— START —

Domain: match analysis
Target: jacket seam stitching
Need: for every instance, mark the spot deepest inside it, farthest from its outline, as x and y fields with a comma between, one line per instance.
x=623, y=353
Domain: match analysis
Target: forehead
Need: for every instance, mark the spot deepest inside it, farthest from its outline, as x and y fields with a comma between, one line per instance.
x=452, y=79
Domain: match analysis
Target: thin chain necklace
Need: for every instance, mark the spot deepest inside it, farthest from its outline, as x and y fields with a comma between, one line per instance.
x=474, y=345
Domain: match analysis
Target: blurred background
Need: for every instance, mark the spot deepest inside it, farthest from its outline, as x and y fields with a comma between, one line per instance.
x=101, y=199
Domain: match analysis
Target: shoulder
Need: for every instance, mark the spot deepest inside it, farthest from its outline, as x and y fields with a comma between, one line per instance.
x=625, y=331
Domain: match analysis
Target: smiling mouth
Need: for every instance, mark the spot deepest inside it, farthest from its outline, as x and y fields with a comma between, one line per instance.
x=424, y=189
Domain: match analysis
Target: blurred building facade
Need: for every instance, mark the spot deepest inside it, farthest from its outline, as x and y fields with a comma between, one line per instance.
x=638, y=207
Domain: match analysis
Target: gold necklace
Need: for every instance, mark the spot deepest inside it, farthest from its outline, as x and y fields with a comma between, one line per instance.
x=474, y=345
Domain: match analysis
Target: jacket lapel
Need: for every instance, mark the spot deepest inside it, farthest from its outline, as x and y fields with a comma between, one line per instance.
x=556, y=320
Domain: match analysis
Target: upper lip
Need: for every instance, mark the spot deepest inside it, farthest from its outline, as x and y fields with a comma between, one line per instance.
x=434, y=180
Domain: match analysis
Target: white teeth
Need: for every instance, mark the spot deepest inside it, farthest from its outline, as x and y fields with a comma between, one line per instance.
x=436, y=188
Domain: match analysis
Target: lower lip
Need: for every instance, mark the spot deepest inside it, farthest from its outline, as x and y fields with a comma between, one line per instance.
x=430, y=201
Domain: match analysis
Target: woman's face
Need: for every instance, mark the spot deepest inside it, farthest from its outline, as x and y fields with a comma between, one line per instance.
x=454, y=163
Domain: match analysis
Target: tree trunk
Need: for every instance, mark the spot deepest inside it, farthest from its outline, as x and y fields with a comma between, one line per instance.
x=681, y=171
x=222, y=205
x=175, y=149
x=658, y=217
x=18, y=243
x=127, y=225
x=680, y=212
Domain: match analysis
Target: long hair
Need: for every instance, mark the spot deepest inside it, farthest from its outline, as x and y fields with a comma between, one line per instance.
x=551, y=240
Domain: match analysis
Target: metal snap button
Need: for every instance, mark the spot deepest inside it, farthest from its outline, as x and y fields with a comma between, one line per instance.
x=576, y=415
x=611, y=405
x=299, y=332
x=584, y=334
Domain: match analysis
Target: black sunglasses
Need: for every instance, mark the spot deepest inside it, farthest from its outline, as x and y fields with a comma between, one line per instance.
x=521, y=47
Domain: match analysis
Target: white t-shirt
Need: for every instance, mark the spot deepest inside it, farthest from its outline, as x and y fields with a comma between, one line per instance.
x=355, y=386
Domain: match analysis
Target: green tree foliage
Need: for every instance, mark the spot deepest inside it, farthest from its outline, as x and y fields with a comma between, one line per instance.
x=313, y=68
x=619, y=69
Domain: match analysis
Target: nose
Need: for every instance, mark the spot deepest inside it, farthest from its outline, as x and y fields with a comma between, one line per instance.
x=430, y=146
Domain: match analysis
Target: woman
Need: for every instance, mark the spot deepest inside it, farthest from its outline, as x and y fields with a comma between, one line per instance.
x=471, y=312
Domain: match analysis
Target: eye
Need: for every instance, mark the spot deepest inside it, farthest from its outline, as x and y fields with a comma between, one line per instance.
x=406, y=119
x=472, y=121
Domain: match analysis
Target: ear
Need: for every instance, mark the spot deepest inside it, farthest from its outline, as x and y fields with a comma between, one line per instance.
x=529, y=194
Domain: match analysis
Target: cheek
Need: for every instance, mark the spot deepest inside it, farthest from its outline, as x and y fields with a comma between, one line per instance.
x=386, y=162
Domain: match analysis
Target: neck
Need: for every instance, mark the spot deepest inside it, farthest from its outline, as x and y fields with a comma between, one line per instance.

— END —

§ **Problem to work on**
Copy the material above word for word, from its first line through the line containing "x=623, y=353", including both of those lines.

§ **Exercise answer**
Domain: match analysis
Target: jacket seam stitching
Need: for every instance, mark the spot deepest inside it, farthest from its outline, as x and y fields with a comma between, one line per instance.
x=623, y=353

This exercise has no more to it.